YOUR GOAL: Starting with the line that contains "of the roast", return every line through the end of the listing below exactly as written. Omit the pictures.

>> Begin

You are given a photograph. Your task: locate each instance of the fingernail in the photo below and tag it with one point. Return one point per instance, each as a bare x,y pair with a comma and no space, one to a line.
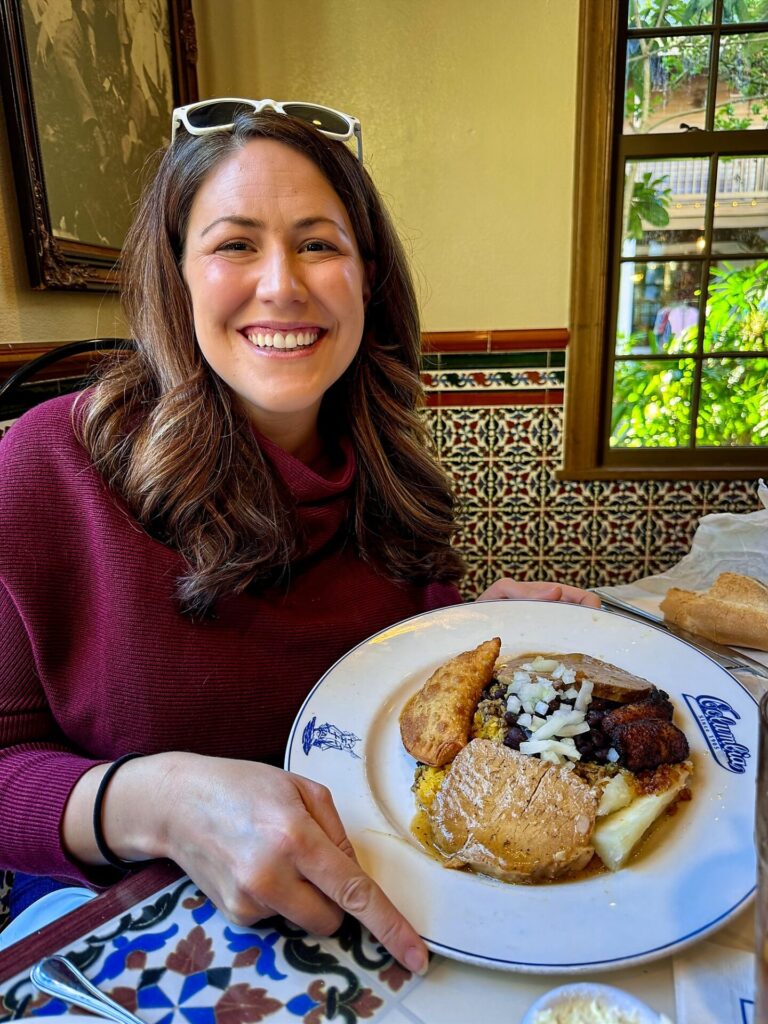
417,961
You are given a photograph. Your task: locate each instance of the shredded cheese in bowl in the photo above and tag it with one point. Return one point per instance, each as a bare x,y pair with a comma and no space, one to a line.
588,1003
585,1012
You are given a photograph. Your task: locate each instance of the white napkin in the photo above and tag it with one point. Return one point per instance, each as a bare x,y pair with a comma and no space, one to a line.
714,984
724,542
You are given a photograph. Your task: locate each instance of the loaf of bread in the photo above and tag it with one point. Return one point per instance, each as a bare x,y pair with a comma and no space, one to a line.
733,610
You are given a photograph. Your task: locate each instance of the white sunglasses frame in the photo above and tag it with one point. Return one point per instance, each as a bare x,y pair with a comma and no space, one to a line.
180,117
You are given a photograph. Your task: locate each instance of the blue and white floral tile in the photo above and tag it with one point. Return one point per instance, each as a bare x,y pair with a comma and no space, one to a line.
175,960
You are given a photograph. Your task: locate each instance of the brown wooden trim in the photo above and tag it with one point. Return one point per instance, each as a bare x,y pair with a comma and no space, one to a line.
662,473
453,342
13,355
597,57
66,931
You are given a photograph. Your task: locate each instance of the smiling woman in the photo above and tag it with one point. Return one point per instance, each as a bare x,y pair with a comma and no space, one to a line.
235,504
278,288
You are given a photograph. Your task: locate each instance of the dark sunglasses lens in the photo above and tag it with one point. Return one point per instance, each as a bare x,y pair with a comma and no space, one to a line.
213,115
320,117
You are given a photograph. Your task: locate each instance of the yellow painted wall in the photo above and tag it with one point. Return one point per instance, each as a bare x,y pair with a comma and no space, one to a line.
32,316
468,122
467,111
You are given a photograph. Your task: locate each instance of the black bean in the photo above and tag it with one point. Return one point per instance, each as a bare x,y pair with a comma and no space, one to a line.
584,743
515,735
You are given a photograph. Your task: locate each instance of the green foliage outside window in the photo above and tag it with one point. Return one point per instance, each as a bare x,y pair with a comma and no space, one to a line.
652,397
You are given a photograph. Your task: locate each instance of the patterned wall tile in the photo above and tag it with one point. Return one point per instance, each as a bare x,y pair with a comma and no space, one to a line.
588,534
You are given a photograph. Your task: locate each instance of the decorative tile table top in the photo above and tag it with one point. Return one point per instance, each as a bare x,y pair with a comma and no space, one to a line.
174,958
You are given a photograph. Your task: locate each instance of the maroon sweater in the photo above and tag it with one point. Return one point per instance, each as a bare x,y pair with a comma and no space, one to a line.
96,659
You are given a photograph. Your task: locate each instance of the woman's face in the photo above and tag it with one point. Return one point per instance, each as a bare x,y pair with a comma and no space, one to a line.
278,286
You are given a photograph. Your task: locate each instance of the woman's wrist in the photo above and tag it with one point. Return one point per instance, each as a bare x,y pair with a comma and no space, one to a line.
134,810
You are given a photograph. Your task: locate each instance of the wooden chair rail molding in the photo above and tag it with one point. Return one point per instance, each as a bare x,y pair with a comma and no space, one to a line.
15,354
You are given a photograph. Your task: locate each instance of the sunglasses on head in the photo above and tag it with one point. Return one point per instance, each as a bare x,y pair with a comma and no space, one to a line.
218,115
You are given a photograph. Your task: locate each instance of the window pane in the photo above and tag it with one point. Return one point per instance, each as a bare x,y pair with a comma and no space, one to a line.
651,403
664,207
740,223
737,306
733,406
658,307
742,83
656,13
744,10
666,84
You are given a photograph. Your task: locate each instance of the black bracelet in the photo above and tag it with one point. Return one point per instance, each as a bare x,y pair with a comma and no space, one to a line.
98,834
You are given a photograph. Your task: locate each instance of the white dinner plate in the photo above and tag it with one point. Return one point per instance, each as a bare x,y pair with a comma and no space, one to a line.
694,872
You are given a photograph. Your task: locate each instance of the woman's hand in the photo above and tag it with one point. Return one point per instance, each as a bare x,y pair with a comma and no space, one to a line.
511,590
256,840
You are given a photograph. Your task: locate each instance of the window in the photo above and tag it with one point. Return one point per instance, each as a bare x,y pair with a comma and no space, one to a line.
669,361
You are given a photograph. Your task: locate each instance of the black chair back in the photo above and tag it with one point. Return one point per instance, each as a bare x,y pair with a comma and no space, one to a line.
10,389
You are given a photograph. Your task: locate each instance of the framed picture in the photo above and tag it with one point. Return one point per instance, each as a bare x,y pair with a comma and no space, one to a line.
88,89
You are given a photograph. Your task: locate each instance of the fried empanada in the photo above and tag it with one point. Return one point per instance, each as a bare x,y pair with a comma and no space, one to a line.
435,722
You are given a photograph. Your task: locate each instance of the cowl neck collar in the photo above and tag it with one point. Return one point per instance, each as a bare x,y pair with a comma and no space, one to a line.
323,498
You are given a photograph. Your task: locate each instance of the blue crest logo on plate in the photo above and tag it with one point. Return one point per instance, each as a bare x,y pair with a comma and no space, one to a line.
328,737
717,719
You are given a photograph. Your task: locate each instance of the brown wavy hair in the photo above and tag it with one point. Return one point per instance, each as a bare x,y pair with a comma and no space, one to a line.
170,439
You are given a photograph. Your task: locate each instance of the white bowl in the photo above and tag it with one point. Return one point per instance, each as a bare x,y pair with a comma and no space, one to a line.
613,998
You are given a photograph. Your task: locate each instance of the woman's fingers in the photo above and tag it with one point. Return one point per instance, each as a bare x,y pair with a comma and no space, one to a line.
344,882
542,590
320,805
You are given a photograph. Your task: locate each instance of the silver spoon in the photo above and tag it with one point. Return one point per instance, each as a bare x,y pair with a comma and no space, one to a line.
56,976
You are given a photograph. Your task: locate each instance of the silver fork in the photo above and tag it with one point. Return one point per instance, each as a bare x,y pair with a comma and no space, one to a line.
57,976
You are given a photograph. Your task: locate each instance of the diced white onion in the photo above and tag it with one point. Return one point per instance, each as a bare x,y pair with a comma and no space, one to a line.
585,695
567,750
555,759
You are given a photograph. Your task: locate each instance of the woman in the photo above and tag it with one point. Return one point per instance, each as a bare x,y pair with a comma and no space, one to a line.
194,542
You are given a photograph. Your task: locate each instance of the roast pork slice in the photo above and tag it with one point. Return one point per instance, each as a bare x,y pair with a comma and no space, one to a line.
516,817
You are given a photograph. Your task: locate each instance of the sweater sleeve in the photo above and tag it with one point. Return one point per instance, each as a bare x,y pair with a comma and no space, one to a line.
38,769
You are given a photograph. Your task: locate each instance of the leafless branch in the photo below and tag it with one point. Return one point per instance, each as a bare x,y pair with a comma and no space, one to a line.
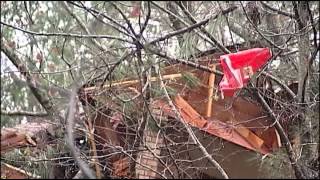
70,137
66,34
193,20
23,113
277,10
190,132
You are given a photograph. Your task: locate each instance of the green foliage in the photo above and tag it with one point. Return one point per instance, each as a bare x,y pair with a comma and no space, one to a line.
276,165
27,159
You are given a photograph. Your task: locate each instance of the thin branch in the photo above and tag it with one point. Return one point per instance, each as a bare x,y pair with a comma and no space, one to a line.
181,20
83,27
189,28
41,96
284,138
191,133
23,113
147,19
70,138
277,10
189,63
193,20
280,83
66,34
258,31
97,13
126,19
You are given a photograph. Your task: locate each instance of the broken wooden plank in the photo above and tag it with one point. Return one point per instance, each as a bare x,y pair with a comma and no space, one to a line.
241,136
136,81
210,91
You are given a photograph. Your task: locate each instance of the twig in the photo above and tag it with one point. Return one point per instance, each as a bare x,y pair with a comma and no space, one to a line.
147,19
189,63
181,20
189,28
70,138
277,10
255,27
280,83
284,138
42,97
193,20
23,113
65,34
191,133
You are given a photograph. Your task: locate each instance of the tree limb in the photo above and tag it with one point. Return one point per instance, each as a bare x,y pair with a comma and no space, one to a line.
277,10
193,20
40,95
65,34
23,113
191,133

>> End

EXERCISE ANSWER:
You are given a photograph. Your task: locate each instance of the roast pork slice in the photo above and tag it with one point. Return one point per instance, each as a bare x,y pair with a comma and no space, one to a line.
516,817
You are given a photograph. Your task: locate each instance of the sweater sleeve in the photo above and tag it with one point. Return one point per instance, each as a bare x,y pair with a comma and no space, one to a line.
38,769
You are given a photograph. Your task: locate each instance of the leafless branch in the photo below and tag it with one point. Return one point per instance, each as a bare x,y pair with a comma and no space, one to a line.
70,137
66,34
193,20
23,113
277,10
190,132
You are given a photograph. Your task: locate each instance of the green foliage in the photo above and tag it with one point. Return one point per instance, each as a bare x,y pair with a comma and no space, one to a line.
276,165
27,159
You are given a photograph. Your task: locate each instance of the thin branch in the photo above and tag it with one point. Return one point per instance, each as a bare x,y pair with a comma and no space, one to a line.
181,20
83,27
189,28
41,96
284,138
191,133
23,113
147,19
70,138
277,10
189,63
193,20
280,83
66,34
258,31
97,13
126,19
You are given a photograph. Your task: locate each instance of the broken wooden plank in the photo above and tag it with one point. Return one point per instance, each as a bare x,y pair with a comma and no space, one to a line.
241,136
136,81
210,91
You are given a photograph. Your task: locate each instance of the twig in the photo above and tag it with one point. Return one point per instance, each as a bare x,y pair with a comma and no space, one to a line.
147,19
189,63
181,20
189,28
70,138
277,10
255,27
280,83
284,138
42,97
193,20
23,113
65,34
191,133
You are given a photograph. Your task: locate each instance of the tree limb in the photo above and tag it with one point. Return one point per instance, each as a bare x,y pair with a comma and no space, one to a line.
277,10
193,20
40,95
65,34
23,113
191,133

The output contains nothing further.